* Work order
Going from the line that contains "One point for each instance of the white" down to the last line in the listing below, reproduce every line exactly and include no others.

-- Stored data follows --

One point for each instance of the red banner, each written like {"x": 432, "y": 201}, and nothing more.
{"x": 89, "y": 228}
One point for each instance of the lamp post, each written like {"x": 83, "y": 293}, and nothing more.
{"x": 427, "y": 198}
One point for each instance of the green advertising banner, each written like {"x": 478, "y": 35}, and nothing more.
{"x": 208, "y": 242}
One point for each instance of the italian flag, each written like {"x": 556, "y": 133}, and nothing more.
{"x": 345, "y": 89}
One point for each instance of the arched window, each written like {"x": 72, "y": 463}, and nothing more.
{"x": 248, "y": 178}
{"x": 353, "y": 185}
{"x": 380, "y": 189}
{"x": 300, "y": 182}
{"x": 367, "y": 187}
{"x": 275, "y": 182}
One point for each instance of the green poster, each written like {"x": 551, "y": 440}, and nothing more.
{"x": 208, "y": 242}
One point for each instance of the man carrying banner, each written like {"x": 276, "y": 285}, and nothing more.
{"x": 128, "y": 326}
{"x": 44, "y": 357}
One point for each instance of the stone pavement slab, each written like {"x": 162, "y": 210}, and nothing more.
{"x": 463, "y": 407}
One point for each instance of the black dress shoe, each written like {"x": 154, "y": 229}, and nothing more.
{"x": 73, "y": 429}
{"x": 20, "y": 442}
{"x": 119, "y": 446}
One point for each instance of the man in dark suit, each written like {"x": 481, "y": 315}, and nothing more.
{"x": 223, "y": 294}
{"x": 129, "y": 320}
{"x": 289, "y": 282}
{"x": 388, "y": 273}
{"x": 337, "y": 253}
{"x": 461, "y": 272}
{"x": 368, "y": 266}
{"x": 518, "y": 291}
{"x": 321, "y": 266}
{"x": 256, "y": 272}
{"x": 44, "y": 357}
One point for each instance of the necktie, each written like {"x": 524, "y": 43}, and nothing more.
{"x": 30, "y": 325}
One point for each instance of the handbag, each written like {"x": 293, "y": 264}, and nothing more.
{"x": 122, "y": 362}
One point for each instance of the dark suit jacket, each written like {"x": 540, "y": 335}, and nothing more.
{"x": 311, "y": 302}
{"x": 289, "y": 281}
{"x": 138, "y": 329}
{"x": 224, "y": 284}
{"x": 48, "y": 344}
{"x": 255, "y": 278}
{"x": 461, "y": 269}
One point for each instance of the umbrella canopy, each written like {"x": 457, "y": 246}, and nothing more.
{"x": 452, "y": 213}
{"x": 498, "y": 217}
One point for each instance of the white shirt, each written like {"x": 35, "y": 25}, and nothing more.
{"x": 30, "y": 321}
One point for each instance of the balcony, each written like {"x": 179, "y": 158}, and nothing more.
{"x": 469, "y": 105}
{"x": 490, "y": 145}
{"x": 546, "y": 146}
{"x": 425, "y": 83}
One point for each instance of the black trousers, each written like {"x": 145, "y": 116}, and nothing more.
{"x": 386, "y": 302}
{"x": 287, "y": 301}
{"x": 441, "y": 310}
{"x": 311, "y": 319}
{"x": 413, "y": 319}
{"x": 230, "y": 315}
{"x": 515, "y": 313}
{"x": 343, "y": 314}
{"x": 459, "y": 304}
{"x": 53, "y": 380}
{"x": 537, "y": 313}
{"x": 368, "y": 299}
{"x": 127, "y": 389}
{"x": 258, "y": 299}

-- Stored data concluded --

* Answer to the problem
One point for each instance of the white shirt, each written like {"x": 35, "y": 25}, and nothing more.
{"x": 30, "y": 321}
One point for each instance of the balcony, each written like {"x": 179, "y": 158}, and nothing more.
{"x": 469, "y": 105}
{"x": 490, "y": 145}
{"x": 546, "y": 146}
{"x": 425, "y": 83}
One point for each instance of the black trousers, each written like {"x": 145, "y": 116}, and nothing more.
{"x": 386, "y": 302}
{"x": 287, "y": 301}
{"x": 441, "y": 310}
{"x": 311, "y": 319}
{"x": 413, "y": 319}
{"x": 230, "y": 315}
{"x": 515, "y": 313}
{"x": 343, "y": 314}
{"x": 459, "y": 304}
{"x": 53, "y": 380}
{"x": 537, "y": 313}
{"x": 368, "y": 299}
{"x": 127, "y": 389}
{"x": 258, "y": 299}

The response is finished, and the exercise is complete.